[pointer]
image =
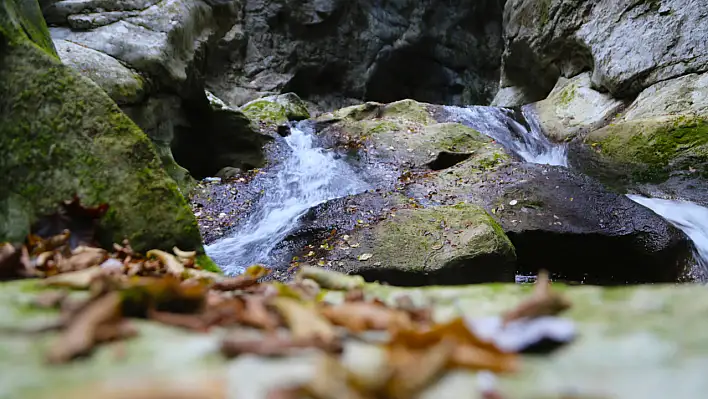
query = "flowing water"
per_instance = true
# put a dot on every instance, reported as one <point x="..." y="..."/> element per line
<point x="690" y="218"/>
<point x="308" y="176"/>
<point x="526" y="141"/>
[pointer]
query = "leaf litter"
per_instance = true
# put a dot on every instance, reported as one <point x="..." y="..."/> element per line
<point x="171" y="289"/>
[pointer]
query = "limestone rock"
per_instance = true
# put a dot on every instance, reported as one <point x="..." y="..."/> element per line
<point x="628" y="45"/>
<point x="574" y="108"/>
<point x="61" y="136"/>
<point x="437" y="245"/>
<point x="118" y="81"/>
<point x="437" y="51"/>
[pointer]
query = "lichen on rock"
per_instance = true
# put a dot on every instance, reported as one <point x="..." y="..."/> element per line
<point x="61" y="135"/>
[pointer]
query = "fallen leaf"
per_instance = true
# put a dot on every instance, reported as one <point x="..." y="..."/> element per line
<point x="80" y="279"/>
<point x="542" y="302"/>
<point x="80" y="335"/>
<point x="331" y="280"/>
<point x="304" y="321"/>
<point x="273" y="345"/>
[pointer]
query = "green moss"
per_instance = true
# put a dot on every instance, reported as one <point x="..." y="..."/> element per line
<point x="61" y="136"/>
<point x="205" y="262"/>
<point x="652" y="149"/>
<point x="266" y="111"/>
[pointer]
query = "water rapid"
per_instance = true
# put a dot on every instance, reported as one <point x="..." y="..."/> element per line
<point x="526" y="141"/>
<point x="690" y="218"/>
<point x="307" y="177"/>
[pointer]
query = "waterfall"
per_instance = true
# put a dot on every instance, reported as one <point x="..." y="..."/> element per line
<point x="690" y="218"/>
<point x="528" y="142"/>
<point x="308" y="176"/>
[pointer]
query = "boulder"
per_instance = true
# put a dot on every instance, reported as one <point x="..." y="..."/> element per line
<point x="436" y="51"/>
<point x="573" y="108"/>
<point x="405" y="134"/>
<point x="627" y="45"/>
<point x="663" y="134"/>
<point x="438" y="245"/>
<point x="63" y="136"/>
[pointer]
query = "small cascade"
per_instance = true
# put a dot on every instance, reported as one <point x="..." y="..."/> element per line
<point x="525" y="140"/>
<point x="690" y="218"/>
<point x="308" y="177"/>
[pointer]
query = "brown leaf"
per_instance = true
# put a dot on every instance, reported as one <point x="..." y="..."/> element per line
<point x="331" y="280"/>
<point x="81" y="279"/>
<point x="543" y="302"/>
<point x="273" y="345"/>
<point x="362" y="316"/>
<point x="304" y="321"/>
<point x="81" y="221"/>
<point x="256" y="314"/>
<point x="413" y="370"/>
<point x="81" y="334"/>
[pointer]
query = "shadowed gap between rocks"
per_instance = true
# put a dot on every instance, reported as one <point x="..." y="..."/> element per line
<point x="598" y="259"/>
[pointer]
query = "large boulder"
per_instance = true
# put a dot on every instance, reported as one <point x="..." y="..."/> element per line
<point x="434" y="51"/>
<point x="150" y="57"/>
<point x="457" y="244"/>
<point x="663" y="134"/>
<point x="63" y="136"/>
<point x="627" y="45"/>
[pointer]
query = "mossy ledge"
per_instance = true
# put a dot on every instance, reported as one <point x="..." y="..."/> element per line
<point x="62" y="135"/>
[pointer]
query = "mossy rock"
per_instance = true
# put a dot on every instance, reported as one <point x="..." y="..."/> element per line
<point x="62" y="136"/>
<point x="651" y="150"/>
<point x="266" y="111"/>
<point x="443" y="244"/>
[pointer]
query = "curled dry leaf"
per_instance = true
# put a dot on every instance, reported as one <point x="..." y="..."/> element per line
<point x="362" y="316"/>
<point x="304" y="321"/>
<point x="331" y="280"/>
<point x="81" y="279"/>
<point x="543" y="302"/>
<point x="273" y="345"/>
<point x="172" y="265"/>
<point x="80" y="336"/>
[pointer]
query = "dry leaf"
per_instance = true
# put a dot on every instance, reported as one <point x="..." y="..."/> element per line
⁂
▶ WORK TO COMPLETE: Produce an exact copy of each line of data, skipping embedded images.

▶ SOLUTION TO THIS PROBLEM:
[pointer]
image =
query = "flowing water"
per_instance = true
# put a dot on every instance, reported as one <point x="..." y="..."/> element per line
<point x="690" y="218"/>
<point x="308" y="176"/>
<point x="526" y="141"/>
[pointer]
query = "leaf litter"
per_instance = true
# put a dot on every instance, reported as one <point x="..." y="..."/> element per line
<point x="171" y="289"/>
[pointer]
query = "limestone rock"
per_instance = true
# put a dot on every instance, reported as one <point x="..." y="..."/> element per line
<point x="628" y="45"/>
<point x="574" y="108"/>
<point x="61" y="136"/>
<point x="437" y="245"/>
<point x="118" y="81"/>
<point x="437" y="51"/>
[pointer]
query = "lichen on rock"
per_instance = true
# put a dot on every instance, reported as one <point x="..." y="..."/> element per line
<point x="61" y="135"/>
[pointer]
query = "fallen leaf"
per_instance = true
# put a dot on every instance, reported as one <point x="..." y="..."/> element per line
<point x="80" y="279"/>
<point x="542" y="302"/>
<point x="80" y="335"/>
<point x="331" y="280"/>
<point x="304" y="321"/>
<point x="273" y="345"/>
[pointer]
query = "green moss"
per_instance = true
# put a dot on every instance, reported as one <point x="..." y="..."/> element per line
<point x="61" y="136"/>
<point x="205" y="262"/>
<point x="652" y="149"/>
<point x="266" y="111"/>
[pointer]
query = "water rapid"
per_instance = true
# put a dot on every instance, reported as one <point x="..." y="..."/> element per line
<point x="526" y="141"/>
<point x="690" y="218"/>
<point x="307" y="177"/>
[pointer]
query = "waterfall"
per_instance = true
# put a dot on every instance, reported as one <point x="..." y="..."/> element per line
<point x="690" y="218"/>
<point x="528" y="142"/>
<point x="308" y="176"/>
[pointer]
query = "boulder"
per_instance = true
# put a dot on every instance, reported as one <point x="..." y="..."/> element per line
<point x="436" y="51"/>
<point x="573" y="108"/>
<point x="405" y="134"/>
<point x="627" y="45"/>
<point x="663" y="134"/>
<point x="438" y="245"/>
<point x="63" y="136"/>
[pointer]
query = "small cascade"
per_instance = true
# put a dot on every instance, reported as one <point x="..." y="..."/> element per line
<point x="525" y="140"/>
<point x="690" y="218"/>
<point x="308" y="177"/>
[pointer]
query = "brown leaf"
per_instance = true
# put a dot on every instance, reported as one <point x="..." y="..."/> element per line
<point x="331" y="280"/>
<point x="81" y="279"/>
<point x="543" y="302"/>
<point x="273" y="345"/>
<point x="362" y="316"/>
<point x="304" y="321"/>
<point x="81" y="221"/>
<point x="256" y="314"/>
<point x="413" y="370"/>
<point x="81" y="334"/>
[pointer]
query = "shadowed gap between rocks"
per_instance = true
# put a dot on every instance, reported as one <point x="..." y="..."/> element per line
<point x="598" y="259"/>
[pointer]
query = "large boulder"
per_instance = true
# put a dot on every instance, reported as one <point x="..." y="..."/> element per line
<point x="434" y="51"/>
<point x="150" y="57"/>
<point x="457" y="244"/>
<point x="663" y="134"/>
<point x="63" y="136"/>
<point x="627" y="45"/>
[pointer]
query = "mossy ledge"
per_instance = true
# put a dot on every instance, reported as one <point x="..." y="..."/> element per line
<point x="62" y="135"/>
[pointer]
query = "mossy rock"
per_instance = true
# put a dot on every instance, reported as one <point x="..." y="..."/> element per line
<point x="62" y="136"/>
<point x="651" y="150"/>
<point x="266" y="111"/>
<point x="443" y="244"/>
[pointer]
query = "curled dry leaf"
per_instance = true
# put a dot on every instance, reported as one <point x="..." y="..."/> element per line
<point x="362" y="316"/>
<point x="304" y="321"/>
<point x="331" y="280"/>
<point x="81" y="279"/>
<point x="543" y="302"/>
<point x="273" y="345"/>
<point x="172" y="265"/>
<point x="80" y="336"/>
[pointer]
query = "dry leaf"
per_instance = true
# put a dot on every instance, reported as one <point x="..." y="..."/> element per line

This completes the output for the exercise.